__Set of tasks__.
1. Update the code excerpt from "back_swap = sorted(swap_avg_by_hour, reverse=False)" up to and including "sorted_swap_pts = sorted(swap_avg_pts_by_hour, reverse=True)", with "swap_avg_pts_by_hour" changed to "pts_by_hour_swapped" wherever it appears.
2. Answer these about the code excerpt:
(a) What value does the code pass for reverse when it builds back_swap?
(b) How many of the best hours for comments does the code print?
(c) What does the comment after the first sort tell the reader to do next?

__Selected text__.
* * * * *

Now we have our results! This is a little difficult to read, however, so let's make it look a little nicer.

In [7]:
##Let's swap the columns so that we can sort our data from most
##posts to least posts.
swap_avg_by_hour = []

for row in avg_comments_hour:
    hour = row[0]
    avg = row[1]
    swap_avg_by_hour.append([avg, hour])

sorted_swap = sorted(swap_avg_by_hour, reverse=True)
back_swap = sorted(swap_avg_by_hour, reverse=False)

##And do the same for points
swap_avg_pts_by_hour = []

for row in avg_points_hour:
    hour = row[0]
    avg = row[1]
    swap_avg_pts_by_hour.append([avg, hour])

sorted_swap_pts = sorted(swap_avg_pts_by_hour, reverse=True)
back_swap_pts = sorted(swap_avg_pts_by_hour, reverse=False)

##Then let's print our results for comments
print("-------------------------------------------" "\n"
      "||Top 5 Best Hours for Ask Posts Comments||" "\n"
      "-------------------------------------------")

for avg in sorted_swap[:5]:
    format_str = "{0}: {1} average comments per post"
    print(format_str.format(avg[1], avg[0]))
    
    
print("--------------------------------------------" "\n"
      "||Top 3 Worst Hours for Ask Posts Comments||" "\n"
      "--------------------------------------------")

for avg in back_swap[:3]:
    format_str = "{0}: {1} average comments per post"
    print(format_str.format(avg[1], avg[0]))
    
##And points
print("-------------------------------------------" "\n"
      "||Top 5 Best Hours for Ask Posts Points||" "\n"
      "-------------------------------------------")

for avg in sorted_swap_pts[:5]:
    format_str = "{0}: {1} average comments per post"
    print(format_str.format(avg[1], avg[0]))
    
    
print("--------------------------------------------" "\n"
      "||Top 3 Worst Hours for Ask Posts Points||" "\n"
      "--------------------------------------------")

for avg in back_swap_pts[:3]:
    format_str = "{0}: {1} average comments per post"

* * * * *

Referring expression grounding data:
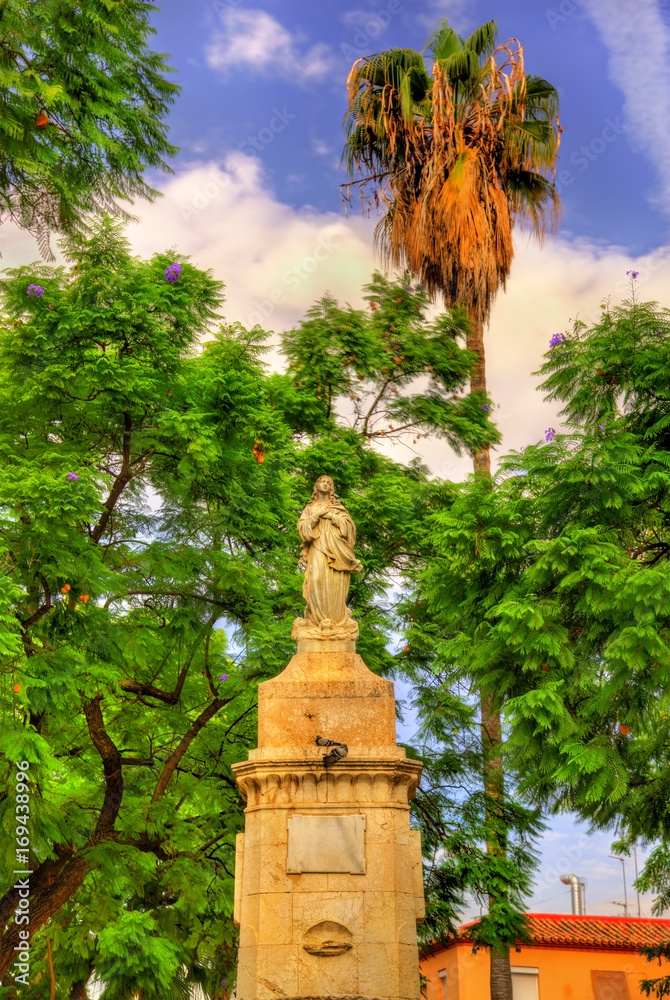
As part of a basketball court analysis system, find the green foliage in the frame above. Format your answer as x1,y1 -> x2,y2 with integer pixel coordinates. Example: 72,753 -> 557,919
0,218 -> 496,1000
0,0 -> 179,257
282,272 -> 500,454
404,286 -> 670,980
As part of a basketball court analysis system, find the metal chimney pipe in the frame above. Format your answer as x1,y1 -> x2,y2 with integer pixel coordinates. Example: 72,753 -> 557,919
561,875 -> 584,914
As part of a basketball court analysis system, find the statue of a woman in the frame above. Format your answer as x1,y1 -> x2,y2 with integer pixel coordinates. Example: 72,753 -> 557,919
293,476 -> 362,639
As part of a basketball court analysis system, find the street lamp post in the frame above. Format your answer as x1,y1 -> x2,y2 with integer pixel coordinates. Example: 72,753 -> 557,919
608,854 -> 628,916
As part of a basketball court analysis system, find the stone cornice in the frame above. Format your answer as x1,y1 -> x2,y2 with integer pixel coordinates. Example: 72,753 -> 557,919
232,753 -> 422,808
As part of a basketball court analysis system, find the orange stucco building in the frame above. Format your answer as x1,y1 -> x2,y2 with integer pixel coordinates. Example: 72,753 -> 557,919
421,913 -> 670,1000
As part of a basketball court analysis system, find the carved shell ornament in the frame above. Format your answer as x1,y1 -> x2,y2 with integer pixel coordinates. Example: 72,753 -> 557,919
303,920 -> 354,956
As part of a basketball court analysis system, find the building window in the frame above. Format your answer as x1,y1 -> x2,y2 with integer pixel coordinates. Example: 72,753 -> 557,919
591,972 -> 630,1000
511,965 -> 540,1000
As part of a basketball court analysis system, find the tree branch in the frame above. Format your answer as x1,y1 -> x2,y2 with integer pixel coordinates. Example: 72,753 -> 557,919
84,694 -> 123,844
91,410 -> 133,542
151,698 -> 233,803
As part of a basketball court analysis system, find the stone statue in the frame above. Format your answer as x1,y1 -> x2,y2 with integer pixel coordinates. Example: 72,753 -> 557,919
292,476 -> 363,640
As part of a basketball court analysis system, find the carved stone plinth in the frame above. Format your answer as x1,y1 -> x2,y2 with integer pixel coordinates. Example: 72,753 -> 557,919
233,643 -> 424,1000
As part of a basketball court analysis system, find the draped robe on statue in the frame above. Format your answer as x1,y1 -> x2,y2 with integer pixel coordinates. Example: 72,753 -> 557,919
298,499 -> 362,625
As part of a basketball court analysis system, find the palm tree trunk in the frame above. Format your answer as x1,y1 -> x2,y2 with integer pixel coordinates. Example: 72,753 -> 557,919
466,313 -> 491,479
467,315 -> 512,1000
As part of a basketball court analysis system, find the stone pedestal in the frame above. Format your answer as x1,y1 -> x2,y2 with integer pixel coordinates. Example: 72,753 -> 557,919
233,641 -> 424,1000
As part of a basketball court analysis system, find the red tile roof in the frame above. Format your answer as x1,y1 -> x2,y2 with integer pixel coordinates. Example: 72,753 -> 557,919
458,913 -> 670,951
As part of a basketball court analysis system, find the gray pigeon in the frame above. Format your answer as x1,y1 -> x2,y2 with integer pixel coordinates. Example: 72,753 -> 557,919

* * * * *

__Written responses__.
1.
back_swap = sorted(swap_avg_by_hour, reverse=False)

##And do the same for points
pts_by_hour_swapped = []

for row in avg_points_hour:
    hour = row[0]
    avg = row[1]
    pts_by_hour_swapped.append([avg, hour])

sorted_swap_pts = sorted(pts_by_hour_swapped, reverse=True)

2.
(a) False
(b) 5
(c) Do the same for points.